▸ **Directive**:
In the lines below, take the part that opens with the line containing "I need to know the whereabouts of the sunrise" and closes with the line containing "[124,106,128,125]", both ends included, and rewrite only those lines as a JSON list of strings, one string per line, with blank lines left out.
Begin Supplied material
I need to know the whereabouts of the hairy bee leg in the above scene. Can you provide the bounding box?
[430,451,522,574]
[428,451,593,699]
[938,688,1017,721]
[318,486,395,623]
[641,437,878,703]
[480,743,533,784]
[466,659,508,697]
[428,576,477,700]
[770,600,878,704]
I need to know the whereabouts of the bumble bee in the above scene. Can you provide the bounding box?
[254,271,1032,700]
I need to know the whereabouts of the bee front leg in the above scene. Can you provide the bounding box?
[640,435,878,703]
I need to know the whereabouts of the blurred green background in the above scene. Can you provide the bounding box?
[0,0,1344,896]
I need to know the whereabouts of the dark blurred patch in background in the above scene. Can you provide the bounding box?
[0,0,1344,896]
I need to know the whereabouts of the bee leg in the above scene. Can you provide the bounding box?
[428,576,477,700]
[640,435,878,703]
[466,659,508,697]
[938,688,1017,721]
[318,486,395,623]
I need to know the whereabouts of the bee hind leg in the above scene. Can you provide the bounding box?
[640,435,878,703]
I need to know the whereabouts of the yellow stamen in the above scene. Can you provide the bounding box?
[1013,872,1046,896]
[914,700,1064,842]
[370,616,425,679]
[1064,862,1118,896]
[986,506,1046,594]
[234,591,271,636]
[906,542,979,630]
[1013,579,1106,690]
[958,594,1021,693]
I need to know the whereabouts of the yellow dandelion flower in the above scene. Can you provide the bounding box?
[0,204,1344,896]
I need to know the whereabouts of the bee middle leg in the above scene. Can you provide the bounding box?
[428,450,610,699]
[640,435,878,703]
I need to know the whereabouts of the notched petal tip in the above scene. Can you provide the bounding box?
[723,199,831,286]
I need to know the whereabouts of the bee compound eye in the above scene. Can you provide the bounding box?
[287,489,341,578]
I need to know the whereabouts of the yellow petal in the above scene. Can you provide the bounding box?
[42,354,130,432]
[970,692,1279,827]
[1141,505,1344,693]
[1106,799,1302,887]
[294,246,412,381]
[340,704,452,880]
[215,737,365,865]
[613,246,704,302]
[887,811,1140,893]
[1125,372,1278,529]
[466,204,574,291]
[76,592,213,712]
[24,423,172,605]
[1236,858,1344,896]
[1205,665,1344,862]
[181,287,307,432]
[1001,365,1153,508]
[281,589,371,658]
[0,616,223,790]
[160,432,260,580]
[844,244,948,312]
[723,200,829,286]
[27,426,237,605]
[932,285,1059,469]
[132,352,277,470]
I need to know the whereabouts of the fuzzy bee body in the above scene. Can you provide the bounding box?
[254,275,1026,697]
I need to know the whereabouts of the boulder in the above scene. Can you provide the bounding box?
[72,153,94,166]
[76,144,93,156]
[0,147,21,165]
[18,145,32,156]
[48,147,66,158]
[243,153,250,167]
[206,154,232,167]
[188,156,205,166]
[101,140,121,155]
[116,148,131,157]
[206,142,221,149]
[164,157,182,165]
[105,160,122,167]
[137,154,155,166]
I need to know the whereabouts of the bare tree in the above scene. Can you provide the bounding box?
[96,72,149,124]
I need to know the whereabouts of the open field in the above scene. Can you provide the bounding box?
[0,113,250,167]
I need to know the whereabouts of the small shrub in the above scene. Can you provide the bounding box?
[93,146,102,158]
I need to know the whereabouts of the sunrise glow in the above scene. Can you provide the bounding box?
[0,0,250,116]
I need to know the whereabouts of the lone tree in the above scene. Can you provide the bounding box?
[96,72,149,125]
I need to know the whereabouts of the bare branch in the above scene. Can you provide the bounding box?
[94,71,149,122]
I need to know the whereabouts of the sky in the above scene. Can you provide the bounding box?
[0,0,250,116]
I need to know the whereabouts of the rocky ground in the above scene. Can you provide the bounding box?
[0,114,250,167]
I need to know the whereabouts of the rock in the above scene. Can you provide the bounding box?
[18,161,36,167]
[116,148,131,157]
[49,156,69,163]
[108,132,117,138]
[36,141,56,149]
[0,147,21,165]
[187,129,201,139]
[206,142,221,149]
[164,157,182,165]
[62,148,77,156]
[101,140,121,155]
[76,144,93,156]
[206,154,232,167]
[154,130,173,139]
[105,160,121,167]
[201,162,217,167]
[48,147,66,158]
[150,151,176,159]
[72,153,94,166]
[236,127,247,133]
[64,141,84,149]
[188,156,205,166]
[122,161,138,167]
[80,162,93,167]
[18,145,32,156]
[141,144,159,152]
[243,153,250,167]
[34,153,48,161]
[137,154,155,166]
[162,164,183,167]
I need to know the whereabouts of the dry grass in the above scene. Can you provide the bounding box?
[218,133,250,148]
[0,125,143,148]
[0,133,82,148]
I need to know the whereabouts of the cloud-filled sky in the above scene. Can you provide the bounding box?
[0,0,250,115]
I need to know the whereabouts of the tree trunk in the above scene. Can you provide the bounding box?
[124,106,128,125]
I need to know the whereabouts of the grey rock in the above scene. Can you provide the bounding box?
End Supplied material
▸ **Reply to the exercise**:
[
  "I need to know the whereabouts of the sunrise glow in the above scene. Can you provide the bounding box?",
  "[0,0,250,116]",
  "I need to know the whereabouts of the lone tree in the above scene. Can you provide the bounding box?",
  "[96,72,149,125]",
  "I need to know the whereabouts of the bare branch in the above scene. Can you provide the bounding box?",
  "[94,71,149,122]",
  "I need to know the whereabouts of the sky in the above scene. Can you provide the bounding box?",
  "[0,0,250,116]",
  "I need to know the whereabouts of the rocky ground in the above scene. Can you provide the bounding box?",
  "[0,114,250,167]",
  "I need to know the whereabouts of the rock in the above scene. Can you provide the bounding box?",
  "[18,161,36,167]",
  "[116,148,131,157]",
  "[49,156,69,163]",
  "[108,132,117,138]",
  "[36,141,56,149]",
  "[0,147,21,165]",
  "[187,129,201,139]",
  "[206,142,221,149]",
  "[164,157,182,165]",
  "[62,148,77,156]",
  "[101,140,121,155]",
  "[76,144,93,156]",
  "[206,154,232,167]",
  "[154,130,173,139]",
  "[105,160,121,167]",
  "[201,162,217,167]",
  "[48,147,66,158]",
  "[150,151,176,159]",
  "[72,153,94,166]",
  "[236,127,247,133]",
  "[64,141,84,149]",
  "[188,156,205,166]",
  "[122,161,138,167]",
  "[80,162,93,167]",
  "[18,145,32,156]",
  "[141,144,159,152]",
  "[243,153,250,167]",
  "[34,153,48,161]",
  "[137,154,155,166]",
  "[162,164,183,167]",
  "I need to know the whereabouts of the dry grass in the above scene. Can you provide the bounding box?",
  "[218,133,250,148]",
  "[0,125,143,148]",
  "[0,133,82,148]",
  "I need to know the whereabouts of the cloud-filled sky in the above scene. Can you provide the bounding box?",
  "[0,0,250,115]",
  "I need to know the whereabouts of the tree trunk in the above scene. Can you provide the bounding box?",
  "[124,106,128,125]"
]